> [PROVIDED TEXT]:
════════════════════

Warren resident and Harwood Senior, Jordan Allison, is taking the vocational path after graduation. Jordan plans to get an apartment in Burlington while he completes the Advanced Welding Institute’s Structural & Pipe Welding program. This is a full time, 6 month program where Jordan will learn A-Z about welding, and he will be able to obtain an entry level position in many different welding disciplines. Then Jordan plans to move to Colorado and move in with another Harwood senior, Alex Lynn. Jordan hopes to get a welding job there, as they are in high demand everywhere.


Gap Year:

28% of seniors surveyed said they will take a gap year, with 75% of them planning to attend college afterwards. Most students taking gap years plan on traveling, working, or a combination of both.

Unforgettable graduating senior, Brennen Dasaro, has decided to take time off from school before heading to Montana State University (MSU). One of the primary reasons Brennen states he took a gap year is to try to get in-state tuition for college, reducing the overall cost of attending. For a 6 month span during his gap year Brennen plans to do an AmeriCorps or WWOOF (Worldwide Opportunities on Organic Farms) program working on farms. Brennen says one of the draws for this type of work is the ability to be in the great outdoors every day. After this, Brennen’s plan is to “work and ski bum” in Montana, enjoying life before college. While studying Environmental Science at MSU, Brennan also hopes to study abroad, something that he did in middle school in Argentina with his father, maybe to Asia this time.

════════════════════

> [DATA SHOWN]:
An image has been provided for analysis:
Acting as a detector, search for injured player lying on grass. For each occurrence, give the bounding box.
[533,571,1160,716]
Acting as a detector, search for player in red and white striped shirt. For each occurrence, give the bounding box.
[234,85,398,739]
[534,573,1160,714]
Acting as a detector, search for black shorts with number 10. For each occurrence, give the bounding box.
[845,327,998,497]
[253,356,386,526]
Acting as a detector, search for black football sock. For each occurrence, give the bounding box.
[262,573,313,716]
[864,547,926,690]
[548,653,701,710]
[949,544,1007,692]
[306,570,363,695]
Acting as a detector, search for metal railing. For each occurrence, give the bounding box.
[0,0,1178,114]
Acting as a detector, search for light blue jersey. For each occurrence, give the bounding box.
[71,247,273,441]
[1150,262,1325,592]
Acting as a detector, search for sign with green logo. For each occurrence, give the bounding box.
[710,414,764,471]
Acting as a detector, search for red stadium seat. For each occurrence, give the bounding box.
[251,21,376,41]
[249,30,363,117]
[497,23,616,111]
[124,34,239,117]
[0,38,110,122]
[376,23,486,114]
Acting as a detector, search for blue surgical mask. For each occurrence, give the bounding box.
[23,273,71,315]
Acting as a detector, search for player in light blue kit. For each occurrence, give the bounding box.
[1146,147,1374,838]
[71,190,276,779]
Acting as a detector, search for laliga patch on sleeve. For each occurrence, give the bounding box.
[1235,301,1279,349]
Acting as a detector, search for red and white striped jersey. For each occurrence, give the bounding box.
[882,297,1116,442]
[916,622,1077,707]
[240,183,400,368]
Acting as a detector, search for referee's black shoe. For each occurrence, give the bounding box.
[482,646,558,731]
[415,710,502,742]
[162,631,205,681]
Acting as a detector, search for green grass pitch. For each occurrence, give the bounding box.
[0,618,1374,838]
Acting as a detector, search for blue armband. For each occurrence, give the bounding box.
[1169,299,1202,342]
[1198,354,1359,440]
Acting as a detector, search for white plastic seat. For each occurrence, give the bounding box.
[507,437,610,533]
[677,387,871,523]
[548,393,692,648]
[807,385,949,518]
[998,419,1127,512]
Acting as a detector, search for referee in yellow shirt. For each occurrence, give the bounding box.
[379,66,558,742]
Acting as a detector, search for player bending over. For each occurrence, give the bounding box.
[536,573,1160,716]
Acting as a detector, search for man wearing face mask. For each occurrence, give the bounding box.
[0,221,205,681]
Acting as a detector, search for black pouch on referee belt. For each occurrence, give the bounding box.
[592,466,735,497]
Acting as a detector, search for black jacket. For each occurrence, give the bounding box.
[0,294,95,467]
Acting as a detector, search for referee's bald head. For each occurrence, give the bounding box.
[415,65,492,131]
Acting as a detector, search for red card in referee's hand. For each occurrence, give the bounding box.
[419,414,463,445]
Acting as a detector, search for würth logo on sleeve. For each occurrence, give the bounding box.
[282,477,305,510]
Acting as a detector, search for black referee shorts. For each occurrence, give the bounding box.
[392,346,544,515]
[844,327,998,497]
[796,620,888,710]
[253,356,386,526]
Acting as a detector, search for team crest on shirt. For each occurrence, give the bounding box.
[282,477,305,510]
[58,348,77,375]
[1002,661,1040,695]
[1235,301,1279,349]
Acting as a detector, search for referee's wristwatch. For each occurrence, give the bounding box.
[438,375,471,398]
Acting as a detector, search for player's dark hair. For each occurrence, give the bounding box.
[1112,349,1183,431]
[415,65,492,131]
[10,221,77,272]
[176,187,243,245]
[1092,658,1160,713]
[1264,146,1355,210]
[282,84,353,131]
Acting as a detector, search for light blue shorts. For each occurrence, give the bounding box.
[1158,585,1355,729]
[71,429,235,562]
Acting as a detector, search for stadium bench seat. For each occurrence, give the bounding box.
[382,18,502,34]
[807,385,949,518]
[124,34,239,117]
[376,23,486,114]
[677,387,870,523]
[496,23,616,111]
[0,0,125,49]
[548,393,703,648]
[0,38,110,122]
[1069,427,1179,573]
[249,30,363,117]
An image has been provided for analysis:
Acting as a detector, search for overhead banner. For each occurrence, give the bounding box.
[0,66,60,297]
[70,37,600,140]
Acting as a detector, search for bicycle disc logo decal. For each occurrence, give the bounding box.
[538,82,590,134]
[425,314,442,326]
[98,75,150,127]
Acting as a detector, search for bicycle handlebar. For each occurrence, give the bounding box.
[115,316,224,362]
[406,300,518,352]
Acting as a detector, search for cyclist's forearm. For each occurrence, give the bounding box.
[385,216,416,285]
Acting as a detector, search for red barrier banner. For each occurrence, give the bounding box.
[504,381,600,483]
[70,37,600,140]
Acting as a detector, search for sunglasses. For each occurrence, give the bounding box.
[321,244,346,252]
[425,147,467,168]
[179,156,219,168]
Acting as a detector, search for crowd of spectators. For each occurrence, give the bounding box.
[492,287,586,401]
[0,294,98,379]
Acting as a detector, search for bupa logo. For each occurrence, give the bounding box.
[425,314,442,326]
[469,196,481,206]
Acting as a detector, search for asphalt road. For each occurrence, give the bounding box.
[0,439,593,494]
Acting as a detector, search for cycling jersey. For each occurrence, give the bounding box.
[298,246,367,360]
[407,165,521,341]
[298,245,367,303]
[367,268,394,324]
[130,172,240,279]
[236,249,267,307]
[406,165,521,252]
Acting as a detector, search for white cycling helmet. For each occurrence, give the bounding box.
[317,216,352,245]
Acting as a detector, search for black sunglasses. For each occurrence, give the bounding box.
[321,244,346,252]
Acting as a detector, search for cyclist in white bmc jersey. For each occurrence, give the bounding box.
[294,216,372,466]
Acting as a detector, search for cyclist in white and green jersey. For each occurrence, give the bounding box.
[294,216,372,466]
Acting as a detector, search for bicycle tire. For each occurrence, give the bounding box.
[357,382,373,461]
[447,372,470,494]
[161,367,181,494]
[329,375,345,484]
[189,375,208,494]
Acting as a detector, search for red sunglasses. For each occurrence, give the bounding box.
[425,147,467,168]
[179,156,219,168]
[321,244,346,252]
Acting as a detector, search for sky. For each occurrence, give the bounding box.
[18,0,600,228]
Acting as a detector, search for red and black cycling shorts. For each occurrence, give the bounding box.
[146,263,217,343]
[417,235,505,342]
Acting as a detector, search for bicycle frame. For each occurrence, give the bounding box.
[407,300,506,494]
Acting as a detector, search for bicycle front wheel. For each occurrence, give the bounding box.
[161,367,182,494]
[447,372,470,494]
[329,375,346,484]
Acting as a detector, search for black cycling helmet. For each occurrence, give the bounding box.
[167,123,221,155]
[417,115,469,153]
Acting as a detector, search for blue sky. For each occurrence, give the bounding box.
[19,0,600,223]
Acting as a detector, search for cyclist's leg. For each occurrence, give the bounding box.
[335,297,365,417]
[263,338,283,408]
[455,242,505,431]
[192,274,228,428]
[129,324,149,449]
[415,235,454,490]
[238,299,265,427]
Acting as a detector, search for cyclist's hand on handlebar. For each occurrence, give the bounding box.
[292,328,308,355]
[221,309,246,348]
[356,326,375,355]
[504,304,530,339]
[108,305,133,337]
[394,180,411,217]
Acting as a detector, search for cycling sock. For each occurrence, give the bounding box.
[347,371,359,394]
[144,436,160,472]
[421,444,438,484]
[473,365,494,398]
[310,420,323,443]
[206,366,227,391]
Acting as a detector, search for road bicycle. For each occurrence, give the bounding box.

════════════════════

> [WHAT IS NEEDED]: Repeat word for word the part of the text on Harwood seniors' plans starting at "Warren resident and" and ending at "high demand everywhere.".

> [ANSWER]:
Warren resident and Harwood Senior, Jordan Allison, is taking the vocational path after graduation. Jordan plans to get an apartment in Burlington while he completes the Advanced Welding Institute’s Structural & Pipe Welding program. This is a full time, 6 month program where Jordan will learn A-Z about welding, and he will be able to obtain an entry level position in many different welding disciplines. Then Jordan plans to move to Colorado and move in with another Harwood senior, Alex Lynn. Jordan hopes to get a welding job there, as they are in high demand everywhere.